Material provided section start

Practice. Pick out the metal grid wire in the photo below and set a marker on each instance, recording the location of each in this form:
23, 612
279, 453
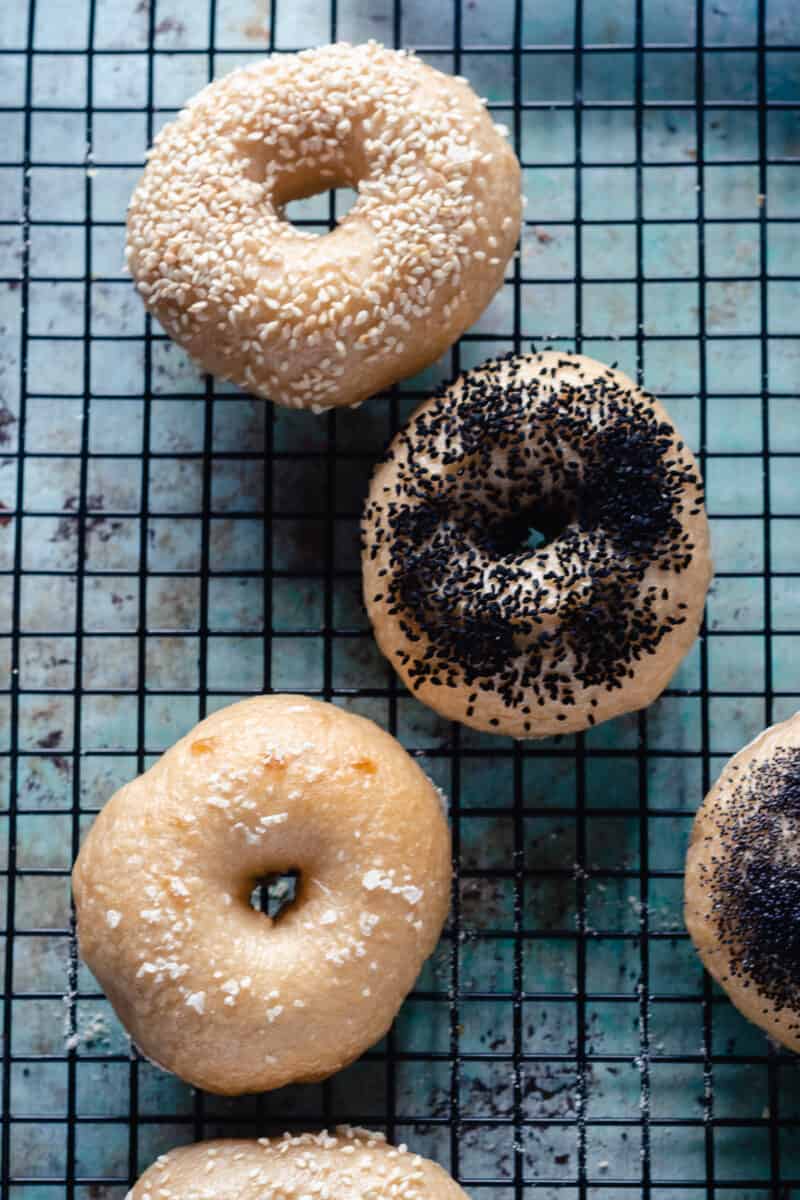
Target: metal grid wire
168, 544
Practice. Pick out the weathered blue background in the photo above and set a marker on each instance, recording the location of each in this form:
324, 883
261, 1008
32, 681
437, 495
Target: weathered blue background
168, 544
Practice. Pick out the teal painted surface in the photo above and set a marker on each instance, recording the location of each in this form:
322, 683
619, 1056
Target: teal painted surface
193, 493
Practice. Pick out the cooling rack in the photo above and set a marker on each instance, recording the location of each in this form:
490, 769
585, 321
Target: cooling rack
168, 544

Material provided section end
Material provided section start

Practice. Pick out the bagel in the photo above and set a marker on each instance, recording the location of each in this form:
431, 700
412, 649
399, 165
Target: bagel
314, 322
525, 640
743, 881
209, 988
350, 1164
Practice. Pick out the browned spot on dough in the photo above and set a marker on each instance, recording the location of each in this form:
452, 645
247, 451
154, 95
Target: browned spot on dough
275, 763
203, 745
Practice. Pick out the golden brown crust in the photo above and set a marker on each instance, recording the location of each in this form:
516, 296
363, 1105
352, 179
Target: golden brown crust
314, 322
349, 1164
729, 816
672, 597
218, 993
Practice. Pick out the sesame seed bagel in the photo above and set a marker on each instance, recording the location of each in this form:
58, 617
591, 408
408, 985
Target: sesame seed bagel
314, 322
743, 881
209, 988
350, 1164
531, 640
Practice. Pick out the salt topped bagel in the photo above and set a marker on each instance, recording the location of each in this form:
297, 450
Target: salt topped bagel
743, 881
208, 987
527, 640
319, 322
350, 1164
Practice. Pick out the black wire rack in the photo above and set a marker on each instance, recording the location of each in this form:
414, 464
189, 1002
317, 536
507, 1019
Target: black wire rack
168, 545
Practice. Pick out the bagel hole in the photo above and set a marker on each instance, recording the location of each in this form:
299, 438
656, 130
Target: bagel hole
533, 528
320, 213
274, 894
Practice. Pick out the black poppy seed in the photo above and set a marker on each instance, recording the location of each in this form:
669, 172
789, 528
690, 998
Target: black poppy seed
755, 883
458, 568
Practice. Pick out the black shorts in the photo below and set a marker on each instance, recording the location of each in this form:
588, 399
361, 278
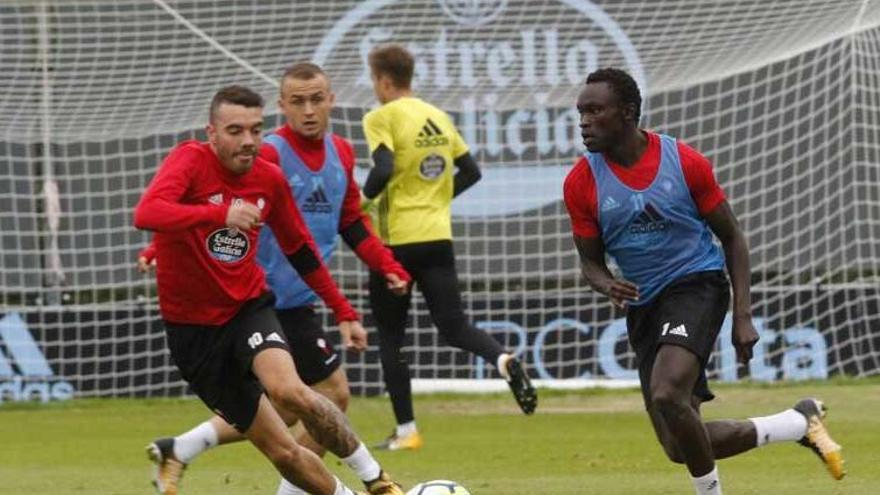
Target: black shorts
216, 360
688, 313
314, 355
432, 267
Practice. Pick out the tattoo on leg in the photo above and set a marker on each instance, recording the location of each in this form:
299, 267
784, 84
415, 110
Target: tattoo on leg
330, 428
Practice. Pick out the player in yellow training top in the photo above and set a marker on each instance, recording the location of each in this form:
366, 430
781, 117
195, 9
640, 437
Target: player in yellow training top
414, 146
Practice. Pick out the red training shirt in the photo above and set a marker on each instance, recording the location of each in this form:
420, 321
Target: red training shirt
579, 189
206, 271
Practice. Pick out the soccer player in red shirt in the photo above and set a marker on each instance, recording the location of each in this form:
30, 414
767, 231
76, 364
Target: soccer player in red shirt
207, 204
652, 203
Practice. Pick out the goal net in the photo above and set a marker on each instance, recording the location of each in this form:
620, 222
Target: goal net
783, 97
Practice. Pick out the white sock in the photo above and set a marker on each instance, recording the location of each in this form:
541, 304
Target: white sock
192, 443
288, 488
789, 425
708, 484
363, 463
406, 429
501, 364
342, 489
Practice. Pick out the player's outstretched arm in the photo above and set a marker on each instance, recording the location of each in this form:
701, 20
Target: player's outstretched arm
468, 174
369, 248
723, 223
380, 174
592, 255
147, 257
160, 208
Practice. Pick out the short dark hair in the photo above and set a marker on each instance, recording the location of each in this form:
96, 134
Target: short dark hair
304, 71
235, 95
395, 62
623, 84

Material provided section end
Material provided section start

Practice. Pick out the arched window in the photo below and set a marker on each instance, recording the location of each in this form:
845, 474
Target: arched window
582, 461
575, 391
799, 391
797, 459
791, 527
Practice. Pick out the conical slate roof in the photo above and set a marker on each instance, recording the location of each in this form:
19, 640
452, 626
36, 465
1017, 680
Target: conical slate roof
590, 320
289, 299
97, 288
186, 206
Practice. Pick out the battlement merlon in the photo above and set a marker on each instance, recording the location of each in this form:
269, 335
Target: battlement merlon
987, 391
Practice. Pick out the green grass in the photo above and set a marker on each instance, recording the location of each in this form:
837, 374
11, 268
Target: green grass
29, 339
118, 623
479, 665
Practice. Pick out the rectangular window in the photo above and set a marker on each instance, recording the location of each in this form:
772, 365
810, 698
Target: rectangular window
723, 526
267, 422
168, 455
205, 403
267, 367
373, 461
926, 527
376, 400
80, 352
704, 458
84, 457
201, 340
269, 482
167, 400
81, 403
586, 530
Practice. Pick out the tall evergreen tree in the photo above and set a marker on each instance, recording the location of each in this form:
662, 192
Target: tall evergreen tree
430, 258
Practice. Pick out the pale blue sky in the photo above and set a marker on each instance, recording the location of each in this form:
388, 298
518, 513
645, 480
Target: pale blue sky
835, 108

Material provided section end

> **Description of the task**: Tally each line above that includes "below". Reply with the total only.

> **Written answer**: 3